*Task set*
• A. The NFL trading card licensing agreement below states several things that the NFLPA shall review and approve or disapprove in writing. List each of them.
• B. Write the next part of the NFL trading card licensing agreement, starting after its final sentence.

*Text passage*
==================================================
Licensing Agreement for NFL Football Trading Cards Agreement made on the ______________________________ (date), between
_____________________________________ (Name of Company making trading cards), a
corporation organized and existing under the laws of the state of ___________________, with
its principal office located at _____________________________________________________
_____________________________________ (street address, city, county, state, zip code),
referred to herein as Company, and the National Football League Players, Inc., referred to
herein as NFLPA , a corporation organized under the laws of the Commonwealth of Virginia,
having its principal place of business at __________________________________________
_____________________________________ (street address, city, county, state, zip code), 1. Representations The NFLPA has entered into certain contracts with Company wherein NFLPA has
authorized and will authorize Company to utilize the Group Licensing Rights, as defined in the
Licensing Agreement between NFLPA and its members, effective ________________________
(date) (hereinafter Licensing Agreement ). 2.Description of Services Company shall perform, as described herein, such services required to implement and
enforce the Licensing Agreement between NFLPA and its members. Such services shall
include, but are not limited to, the following:A. Negotiations and Approvals With respect to rights licensed under the Licensing Agreement also
described therein as Licensed Rights, Company agrees and acknowledges that
the NFLPA shall review and approve or disapprove in writing the specific
manner in which such rights are to be used on the licensed products in question under
such Licensing Agreement. B.In the event Company is interested in seeking an individual player's personal
endorsement, Company agrees and acknowledges that the NFLPA shall review and
approve or disapprove in writing such endorsement, provided the individual player
personally approves such endorsement. Company acknowledges that all contact
between Company and such player or player’s agent shall be made by the NFLPA. C.Company further agrees and acknowledges that any player who is committed
individually by contract for products or services competitive with those of Company
may be required to cease from further inclusion in this Agreement and the Licensing
Agreement; provided, however, that the use of such player for such products and
services shall be on an individual basis and shall not be combined with the use of five
or more other NFL players.D. With respect to the promotion by Company of the sale of licensed products
under the Licensing Agreement, the NLFPA and Company agree and acknowledge
that the NLFPA shall review and approve or disapprove in writing such promotions.
==================================================
*Supplied records*
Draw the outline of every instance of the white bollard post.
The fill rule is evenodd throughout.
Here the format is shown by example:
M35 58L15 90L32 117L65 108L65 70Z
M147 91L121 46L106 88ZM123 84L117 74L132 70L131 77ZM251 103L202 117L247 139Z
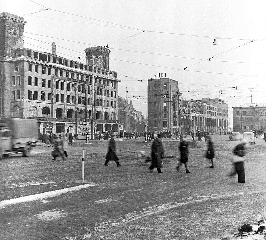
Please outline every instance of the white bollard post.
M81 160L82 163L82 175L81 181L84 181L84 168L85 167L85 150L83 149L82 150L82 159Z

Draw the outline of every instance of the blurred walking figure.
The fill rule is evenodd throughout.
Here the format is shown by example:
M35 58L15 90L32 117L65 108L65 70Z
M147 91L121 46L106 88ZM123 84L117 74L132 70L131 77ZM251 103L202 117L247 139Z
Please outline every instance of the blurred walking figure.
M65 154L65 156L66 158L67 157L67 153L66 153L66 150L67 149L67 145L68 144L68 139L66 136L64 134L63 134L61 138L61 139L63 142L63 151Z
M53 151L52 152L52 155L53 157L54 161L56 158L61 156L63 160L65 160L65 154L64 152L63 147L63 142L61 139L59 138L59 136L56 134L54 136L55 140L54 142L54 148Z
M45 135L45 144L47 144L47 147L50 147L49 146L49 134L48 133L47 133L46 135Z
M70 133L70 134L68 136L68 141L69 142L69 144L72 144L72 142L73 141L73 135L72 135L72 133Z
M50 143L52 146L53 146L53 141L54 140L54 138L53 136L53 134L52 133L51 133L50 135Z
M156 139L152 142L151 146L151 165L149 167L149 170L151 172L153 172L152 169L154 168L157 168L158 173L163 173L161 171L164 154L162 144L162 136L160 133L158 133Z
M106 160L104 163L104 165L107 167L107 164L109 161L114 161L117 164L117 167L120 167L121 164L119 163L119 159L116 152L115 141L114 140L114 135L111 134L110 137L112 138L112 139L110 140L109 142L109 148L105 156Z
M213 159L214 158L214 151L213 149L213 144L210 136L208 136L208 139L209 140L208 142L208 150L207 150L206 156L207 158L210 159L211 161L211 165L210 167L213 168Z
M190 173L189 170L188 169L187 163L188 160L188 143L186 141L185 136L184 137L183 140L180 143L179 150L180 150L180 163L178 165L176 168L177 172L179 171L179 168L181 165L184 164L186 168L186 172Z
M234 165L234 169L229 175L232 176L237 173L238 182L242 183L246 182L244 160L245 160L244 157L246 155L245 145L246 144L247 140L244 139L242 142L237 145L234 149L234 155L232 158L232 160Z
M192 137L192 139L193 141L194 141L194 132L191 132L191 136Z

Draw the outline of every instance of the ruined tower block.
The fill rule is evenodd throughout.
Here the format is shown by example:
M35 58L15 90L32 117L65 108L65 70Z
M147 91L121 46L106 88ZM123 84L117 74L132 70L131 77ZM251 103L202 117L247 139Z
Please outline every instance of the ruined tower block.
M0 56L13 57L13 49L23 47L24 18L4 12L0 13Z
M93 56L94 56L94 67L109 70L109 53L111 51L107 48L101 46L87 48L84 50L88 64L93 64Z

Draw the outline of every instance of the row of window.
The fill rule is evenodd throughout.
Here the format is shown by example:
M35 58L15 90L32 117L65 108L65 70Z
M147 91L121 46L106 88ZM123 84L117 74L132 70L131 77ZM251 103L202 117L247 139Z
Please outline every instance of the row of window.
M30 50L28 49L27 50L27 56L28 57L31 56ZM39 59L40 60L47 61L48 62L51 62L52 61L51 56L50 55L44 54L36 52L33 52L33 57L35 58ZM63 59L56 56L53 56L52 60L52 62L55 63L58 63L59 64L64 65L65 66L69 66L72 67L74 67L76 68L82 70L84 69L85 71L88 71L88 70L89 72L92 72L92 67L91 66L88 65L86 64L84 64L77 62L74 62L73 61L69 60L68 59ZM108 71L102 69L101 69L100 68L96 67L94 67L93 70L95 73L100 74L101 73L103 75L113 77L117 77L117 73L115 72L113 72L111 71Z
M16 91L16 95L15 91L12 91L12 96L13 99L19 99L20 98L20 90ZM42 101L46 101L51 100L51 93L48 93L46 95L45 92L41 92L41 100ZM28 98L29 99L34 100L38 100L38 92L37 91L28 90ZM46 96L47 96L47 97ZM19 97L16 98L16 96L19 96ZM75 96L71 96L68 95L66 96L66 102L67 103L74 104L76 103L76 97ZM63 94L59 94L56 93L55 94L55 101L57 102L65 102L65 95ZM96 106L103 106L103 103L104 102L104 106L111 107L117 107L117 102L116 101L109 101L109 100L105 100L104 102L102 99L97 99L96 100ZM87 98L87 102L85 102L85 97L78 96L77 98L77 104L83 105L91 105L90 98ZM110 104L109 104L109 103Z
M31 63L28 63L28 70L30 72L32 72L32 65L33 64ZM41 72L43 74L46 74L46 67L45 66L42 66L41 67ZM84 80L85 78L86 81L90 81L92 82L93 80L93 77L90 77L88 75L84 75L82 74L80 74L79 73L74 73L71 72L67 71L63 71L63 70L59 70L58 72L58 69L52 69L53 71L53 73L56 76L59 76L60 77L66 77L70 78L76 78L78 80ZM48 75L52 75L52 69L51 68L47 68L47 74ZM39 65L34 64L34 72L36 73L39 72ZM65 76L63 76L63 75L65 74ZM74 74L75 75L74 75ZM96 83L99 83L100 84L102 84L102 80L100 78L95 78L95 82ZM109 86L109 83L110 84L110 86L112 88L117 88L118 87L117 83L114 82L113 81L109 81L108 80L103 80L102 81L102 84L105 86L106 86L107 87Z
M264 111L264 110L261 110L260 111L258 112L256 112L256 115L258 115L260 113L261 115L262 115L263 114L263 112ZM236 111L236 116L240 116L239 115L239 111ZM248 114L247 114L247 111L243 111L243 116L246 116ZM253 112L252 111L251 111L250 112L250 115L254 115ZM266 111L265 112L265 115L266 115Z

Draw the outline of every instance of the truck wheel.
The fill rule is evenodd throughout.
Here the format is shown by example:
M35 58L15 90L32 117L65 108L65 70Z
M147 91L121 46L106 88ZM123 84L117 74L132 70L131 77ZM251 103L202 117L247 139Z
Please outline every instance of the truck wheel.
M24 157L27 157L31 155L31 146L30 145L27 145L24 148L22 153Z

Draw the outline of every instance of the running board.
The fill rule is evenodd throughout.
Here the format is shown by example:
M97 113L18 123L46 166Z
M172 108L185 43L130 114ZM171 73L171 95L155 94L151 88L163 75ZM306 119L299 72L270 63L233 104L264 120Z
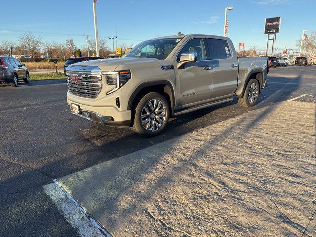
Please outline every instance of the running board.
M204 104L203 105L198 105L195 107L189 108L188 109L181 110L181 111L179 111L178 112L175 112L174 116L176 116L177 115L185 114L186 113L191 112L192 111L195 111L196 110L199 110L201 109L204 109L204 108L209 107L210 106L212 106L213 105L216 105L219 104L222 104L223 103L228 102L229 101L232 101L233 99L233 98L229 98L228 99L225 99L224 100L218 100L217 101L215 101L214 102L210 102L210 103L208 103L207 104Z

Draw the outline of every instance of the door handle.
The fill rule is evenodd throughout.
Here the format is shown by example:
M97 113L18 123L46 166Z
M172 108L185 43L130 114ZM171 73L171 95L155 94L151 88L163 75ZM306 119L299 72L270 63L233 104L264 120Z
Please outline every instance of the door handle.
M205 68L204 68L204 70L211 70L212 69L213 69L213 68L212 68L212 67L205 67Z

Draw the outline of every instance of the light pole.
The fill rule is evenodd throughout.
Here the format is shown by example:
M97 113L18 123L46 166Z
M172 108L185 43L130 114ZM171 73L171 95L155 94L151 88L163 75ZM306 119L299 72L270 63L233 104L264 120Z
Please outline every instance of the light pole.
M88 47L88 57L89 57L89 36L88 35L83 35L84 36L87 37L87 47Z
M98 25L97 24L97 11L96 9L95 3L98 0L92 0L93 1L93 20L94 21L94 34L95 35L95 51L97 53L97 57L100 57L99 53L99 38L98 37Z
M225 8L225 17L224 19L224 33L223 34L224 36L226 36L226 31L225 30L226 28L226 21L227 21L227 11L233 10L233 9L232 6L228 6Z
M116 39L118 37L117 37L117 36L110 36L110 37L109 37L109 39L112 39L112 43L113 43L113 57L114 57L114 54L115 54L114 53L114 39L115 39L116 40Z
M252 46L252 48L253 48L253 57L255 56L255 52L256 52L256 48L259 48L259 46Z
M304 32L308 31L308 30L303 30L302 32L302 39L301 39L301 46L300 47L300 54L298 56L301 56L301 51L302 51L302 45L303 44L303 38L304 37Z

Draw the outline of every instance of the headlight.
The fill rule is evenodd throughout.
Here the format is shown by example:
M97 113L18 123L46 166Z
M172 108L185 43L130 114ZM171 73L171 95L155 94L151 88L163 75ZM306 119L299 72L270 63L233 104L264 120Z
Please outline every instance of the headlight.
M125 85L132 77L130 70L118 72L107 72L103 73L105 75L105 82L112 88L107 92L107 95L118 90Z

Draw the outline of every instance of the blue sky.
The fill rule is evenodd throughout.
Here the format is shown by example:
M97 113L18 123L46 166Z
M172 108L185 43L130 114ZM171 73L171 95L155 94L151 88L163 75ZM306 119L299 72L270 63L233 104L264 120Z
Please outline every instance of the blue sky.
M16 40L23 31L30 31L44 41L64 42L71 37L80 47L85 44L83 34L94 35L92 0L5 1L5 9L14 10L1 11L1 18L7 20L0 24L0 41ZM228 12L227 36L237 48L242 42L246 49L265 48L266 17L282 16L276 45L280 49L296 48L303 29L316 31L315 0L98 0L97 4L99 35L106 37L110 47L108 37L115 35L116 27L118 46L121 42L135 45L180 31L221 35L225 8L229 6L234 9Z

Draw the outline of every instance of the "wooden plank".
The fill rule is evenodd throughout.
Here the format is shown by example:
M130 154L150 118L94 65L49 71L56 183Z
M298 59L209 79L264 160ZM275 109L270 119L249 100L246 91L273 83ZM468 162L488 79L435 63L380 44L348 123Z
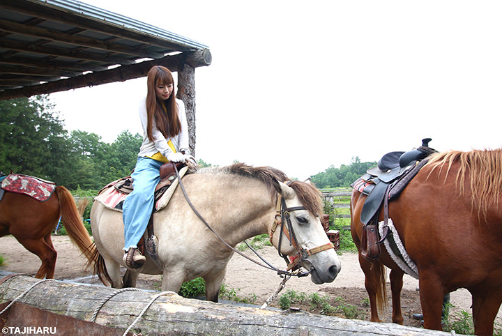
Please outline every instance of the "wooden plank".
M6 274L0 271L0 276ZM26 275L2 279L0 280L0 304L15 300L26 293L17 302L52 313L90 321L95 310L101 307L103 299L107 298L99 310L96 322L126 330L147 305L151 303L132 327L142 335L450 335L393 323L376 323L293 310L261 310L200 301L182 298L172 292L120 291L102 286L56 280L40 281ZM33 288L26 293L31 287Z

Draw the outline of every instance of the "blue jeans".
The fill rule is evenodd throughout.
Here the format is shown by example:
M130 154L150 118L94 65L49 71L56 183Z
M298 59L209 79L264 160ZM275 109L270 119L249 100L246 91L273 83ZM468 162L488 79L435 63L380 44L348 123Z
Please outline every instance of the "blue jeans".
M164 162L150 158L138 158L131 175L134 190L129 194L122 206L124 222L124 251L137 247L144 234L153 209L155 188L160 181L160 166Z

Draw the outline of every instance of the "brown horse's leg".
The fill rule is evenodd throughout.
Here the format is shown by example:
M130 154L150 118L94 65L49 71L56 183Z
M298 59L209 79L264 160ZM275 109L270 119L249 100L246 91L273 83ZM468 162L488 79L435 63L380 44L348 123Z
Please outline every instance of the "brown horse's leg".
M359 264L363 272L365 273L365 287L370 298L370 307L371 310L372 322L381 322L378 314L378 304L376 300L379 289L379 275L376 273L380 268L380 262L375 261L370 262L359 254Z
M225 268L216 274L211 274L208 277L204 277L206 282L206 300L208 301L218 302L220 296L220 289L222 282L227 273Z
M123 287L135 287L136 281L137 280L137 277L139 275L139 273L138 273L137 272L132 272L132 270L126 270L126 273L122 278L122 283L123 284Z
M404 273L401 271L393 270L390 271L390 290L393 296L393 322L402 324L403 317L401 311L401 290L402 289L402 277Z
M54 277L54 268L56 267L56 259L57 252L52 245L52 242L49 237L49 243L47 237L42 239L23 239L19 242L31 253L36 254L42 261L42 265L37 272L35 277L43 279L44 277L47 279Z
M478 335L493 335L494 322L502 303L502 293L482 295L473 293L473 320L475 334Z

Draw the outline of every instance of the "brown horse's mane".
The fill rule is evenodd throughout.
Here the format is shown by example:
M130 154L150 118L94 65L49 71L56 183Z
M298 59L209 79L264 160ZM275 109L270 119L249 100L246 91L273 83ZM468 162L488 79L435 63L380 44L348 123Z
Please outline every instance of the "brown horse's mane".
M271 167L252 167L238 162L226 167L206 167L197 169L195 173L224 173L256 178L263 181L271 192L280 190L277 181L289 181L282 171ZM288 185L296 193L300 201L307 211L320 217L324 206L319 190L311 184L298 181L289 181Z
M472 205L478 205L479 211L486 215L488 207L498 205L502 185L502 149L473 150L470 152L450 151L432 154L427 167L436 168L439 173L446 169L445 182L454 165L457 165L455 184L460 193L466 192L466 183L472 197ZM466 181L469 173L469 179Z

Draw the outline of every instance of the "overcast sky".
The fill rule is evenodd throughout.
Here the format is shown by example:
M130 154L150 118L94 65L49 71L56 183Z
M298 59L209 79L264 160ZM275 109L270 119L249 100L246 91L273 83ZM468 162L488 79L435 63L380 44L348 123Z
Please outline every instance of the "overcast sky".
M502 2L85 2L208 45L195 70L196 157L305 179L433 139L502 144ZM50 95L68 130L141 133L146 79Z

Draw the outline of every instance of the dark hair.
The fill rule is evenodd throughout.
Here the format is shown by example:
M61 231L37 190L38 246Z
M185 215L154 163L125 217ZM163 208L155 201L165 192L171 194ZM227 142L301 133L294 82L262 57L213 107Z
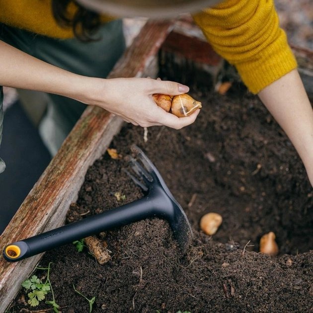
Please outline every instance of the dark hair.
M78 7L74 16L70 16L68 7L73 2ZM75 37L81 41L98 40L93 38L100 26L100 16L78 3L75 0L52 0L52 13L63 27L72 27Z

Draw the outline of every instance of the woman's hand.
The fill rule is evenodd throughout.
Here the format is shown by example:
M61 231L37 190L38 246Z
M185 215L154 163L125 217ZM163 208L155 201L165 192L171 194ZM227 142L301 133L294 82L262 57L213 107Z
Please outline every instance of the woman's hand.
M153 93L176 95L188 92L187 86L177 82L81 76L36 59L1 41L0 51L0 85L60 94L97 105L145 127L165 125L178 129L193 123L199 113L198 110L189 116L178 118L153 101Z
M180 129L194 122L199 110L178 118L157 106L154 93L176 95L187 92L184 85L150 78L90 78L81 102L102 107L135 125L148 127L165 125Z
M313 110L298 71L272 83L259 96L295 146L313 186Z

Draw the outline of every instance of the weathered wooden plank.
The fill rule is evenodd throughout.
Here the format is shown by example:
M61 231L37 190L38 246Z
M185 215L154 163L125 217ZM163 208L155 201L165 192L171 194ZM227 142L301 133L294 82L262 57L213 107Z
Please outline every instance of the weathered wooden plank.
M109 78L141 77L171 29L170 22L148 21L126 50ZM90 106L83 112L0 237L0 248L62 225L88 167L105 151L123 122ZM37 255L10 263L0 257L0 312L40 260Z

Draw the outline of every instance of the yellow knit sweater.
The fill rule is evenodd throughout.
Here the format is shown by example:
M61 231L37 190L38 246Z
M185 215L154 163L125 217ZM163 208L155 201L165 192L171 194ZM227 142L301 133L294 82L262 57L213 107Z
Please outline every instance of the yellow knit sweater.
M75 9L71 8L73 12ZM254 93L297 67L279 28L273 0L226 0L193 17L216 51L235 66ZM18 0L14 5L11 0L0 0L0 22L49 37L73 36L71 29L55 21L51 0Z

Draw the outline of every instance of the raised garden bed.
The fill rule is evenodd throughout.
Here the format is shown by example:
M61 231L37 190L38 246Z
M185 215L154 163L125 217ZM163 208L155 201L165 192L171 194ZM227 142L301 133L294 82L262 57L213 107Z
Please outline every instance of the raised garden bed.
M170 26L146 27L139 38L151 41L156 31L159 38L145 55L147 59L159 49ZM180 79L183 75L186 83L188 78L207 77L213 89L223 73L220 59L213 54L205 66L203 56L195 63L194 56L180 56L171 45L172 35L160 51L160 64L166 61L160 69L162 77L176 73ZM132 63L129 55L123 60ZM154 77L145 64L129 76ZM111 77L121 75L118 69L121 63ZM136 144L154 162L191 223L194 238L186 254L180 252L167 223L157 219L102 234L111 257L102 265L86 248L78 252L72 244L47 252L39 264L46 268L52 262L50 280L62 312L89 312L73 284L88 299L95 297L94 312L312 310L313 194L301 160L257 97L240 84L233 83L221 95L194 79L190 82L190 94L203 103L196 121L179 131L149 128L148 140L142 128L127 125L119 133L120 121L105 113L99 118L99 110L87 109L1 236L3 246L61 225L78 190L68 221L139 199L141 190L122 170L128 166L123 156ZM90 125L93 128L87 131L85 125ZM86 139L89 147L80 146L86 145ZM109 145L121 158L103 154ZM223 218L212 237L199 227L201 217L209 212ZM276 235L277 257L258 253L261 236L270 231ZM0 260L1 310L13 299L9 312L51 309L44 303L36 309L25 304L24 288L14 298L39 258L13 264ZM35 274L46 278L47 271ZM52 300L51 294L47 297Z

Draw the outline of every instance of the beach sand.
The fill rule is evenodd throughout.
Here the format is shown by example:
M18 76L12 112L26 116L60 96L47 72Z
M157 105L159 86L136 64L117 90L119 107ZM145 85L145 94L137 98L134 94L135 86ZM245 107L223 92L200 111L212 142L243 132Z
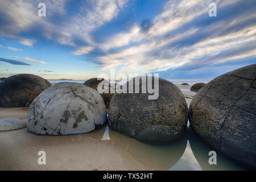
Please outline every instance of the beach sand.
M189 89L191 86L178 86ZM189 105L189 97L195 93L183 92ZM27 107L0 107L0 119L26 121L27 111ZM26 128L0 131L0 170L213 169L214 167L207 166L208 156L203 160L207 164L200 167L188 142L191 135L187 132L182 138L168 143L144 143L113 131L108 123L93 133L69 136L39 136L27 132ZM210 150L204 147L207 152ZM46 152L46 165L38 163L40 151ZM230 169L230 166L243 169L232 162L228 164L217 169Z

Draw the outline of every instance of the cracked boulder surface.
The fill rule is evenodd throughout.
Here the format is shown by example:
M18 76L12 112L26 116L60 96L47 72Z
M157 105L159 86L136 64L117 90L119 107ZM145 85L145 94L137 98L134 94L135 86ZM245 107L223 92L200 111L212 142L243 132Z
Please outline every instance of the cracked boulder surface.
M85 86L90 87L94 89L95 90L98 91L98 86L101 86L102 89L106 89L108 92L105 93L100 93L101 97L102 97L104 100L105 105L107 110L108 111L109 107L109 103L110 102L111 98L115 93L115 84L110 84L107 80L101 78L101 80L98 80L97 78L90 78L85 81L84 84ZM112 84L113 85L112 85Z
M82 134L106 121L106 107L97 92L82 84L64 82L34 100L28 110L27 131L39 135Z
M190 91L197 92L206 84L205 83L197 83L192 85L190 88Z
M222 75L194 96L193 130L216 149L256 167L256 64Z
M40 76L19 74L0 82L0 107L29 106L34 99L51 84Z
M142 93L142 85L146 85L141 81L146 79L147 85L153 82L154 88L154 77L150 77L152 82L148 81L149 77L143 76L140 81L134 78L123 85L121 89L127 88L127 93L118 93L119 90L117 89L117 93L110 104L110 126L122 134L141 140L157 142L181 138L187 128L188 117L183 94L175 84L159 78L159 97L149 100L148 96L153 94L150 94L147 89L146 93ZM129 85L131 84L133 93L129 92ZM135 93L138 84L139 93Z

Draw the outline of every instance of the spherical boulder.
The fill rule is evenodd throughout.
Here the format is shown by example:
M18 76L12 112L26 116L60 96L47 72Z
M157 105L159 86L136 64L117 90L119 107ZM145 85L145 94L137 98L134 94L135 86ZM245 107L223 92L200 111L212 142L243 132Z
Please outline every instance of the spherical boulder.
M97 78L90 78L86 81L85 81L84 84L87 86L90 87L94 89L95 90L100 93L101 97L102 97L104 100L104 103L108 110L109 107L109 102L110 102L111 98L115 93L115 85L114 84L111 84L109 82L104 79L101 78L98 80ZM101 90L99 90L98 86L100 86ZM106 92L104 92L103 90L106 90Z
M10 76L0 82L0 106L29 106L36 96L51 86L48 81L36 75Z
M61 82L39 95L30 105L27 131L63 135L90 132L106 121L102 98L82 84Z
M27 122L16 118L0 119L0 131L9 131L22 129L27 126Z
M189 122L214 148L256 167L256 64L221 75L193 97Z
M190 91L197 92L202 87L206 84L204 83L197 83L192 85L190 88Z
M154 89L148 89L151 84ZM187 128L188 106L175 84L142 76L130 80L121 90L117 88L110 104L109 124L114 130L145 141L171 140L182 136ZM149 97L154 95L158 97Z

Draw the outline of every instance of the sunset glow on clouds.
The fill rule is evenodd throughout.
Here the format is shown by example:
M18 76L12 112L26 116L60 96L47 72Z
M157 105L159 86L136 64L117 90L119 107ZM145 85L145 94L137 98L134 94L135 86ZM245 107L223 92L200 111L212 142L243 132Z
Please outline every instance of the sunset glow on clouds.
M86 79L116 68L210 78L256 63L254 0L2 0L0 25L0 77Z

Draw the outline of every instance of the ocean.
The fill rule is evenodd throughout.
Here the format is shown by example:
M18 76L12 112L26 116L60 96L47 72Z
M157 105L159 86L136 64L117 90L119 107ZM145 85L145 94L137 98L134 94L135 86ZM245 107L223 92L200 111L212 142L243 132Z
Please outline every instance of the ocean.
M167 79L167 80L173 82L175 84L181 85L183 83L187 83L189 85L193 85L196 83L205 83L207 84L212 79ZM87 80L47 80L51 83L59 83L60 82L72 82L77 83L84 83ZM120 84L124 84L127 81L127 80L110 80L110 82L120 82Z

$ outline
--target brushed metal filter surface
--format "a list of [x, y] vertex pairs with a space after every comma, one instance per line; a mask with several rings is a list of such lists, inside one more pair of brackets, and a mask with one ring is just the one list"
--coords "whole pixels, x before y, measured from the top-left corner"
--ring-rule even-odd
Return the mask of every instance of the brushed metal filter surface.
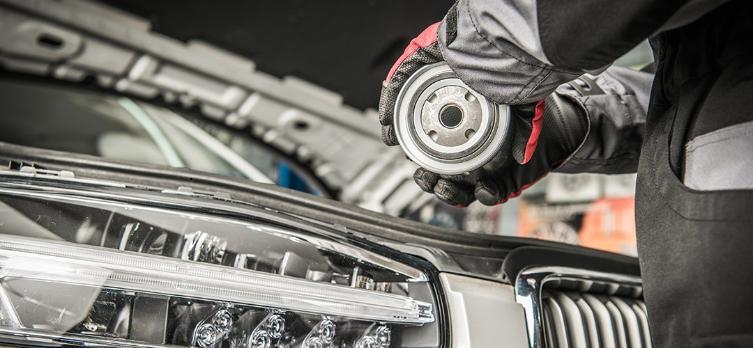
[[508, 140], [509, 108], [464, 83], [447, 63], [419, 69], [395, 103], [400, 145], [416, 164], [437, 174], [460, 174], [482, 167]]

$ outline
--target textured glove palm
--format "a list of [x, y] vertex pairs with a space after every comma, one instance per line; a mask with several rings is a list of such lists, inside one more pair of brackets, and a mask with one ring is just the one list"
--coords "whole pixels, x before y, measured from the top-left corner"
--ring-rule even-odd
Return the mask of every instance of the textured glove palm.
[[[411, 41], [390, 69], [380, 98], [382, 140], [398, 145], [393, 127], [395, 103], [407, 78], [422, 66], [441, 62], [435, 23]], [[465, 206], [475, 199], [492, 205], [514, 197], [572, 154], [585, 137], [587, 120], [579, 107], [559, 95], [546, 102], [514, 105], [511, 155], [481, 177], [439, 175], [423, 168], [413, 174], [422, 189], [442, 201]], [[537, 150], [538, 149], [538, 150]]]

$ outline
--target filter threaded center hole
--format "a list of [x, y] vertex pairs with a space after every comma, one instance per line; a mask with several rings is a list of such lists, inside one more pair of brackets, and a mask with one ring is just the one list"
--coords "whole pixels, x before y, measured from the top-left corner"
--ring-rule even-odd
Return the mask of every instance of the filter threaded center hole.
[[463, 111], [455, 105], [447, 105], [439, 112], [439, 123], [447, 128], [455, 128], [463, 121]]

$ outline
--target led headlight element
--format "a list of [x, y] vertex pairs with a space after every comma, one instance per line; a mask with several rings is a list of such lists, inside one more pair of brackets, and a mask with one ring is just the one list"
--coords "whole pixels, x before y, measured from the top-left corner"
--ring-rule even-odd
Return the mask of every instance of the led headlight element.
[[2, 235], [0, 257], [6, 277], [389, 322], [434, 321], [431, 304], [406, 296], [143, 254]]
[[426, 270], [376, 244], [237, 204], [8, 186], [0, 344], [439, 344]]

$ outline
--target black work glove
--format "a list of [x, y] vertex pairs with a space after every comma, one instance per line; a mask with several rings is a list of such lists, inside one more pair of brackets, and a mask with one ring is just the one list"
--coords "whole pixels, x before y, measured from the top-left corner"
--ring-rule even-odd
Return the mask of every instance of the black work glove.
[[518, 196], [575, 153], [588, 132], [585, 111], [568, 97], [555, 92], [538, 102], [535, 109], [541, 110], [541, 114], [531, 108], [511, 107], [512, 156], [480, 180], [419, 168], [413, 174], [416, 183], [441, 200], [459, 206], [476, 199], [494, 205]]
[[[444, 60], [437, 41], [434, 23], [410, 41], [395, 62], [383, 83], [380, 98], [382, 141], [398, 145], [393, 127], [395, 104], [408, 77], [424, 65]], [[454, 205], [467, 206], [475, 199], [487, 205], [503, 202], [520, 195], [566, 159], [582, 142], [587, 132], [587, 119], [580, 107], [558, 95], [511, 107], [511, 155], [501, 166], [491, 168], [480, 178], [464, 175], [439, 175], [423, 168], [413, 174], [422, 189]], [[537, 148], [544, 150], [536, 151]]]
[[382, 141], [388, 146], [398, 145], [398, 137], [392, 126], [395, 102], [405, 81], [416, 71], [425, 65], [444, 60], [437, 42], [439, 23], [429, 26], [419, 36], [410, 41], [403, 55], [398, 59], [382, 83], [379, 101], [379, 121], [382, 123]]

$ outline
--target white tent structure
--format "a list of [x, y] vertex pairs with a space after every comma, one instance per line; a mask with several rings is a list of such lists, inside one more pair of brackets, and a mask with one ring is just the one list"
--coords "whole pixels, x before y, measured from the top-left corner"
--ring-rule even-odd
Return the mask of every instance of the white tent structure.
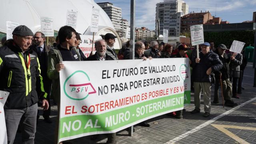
==================================================
*Answer set*
• A.
- The specific manner in which the licensed rights are to be used on the licensed products
- An individual player's personal endorsement that Company seeks, provided the player personally approves it
- Company's promotions of the sale of licensed products under the Licensing Agreement

• B.
Company further agrees and acknowledges that any promotions using the licensed
products covered by the Licensing Agreement as premium items shall require a separate
agreement, to be negotiated between NFLPA and Company or other sponsor of the
promotion, with separate terms and conditions, and nothing contained herein shall
obligate NFLPA or Company to enter into such an agreement.E. Company agrees to notify the NFLPA of any infringement by others of the
rights covered by the Licensing Agreement. Company also agrees and acknowledges
that the NFLPA shall completely investigate whether or not any action shall be taken
on account of any such infringement. Further, in the event Company requests the
NFLPA’s approval of any suit or action by Company on account of any such
infringement, Company further agrees and acknowledges that the NFLPA shall
completely investigate Company's request. F. Company agrees and acknowledges that the NFLPA shall compile and update an Attachment A to the Licensing Agreement. Attachment B to the Licensing
Agreement shall be established and modified in the following manner: 1.Upon effective date of the Licensing Agreement, and thereafter
annually on March 1 of each calendar year covered by this Agreement,
Company shall submit to the NFLPA a proposed list of players' names
for inclusion in Attachment A for the upcoming football season. 2. The NFLPA shall respond to such submission in writing to Company,
signifying approval or disapproval in the case of each player's game so
requested. 3. Company may submit requests in writing to the NFLPA for additions, deletions, or substitutions of players' names contained in Attachment A
to the Licensing Agreement and the NFLPA shall respond to such requests
within a reasonable period of time. G. Company agrees and acknowledges that the NFLPA shall review and approve or disapprove in writing the quality and style of samples of artwork, plans,
photographs, and any other representations of licensed products produced by or for
Company (hereinafter collectively "artwork") and samples of each of the licensed
products, together with their packaging, hangtags, and wrapping material. Company
further agrees and acknowledges that review and approval shall be before the
manufacture, sale, or distribution of such artwork, whichever occurs first, and no
licensed products shall be manufactured, sold, or distributed by Company without such
prior written approval of such artwork and such sample licensed products. Any
request by Company for such approval that is received by Players Inc and is not
responded to within 15 business days shall be deemed approved by the NFLPA.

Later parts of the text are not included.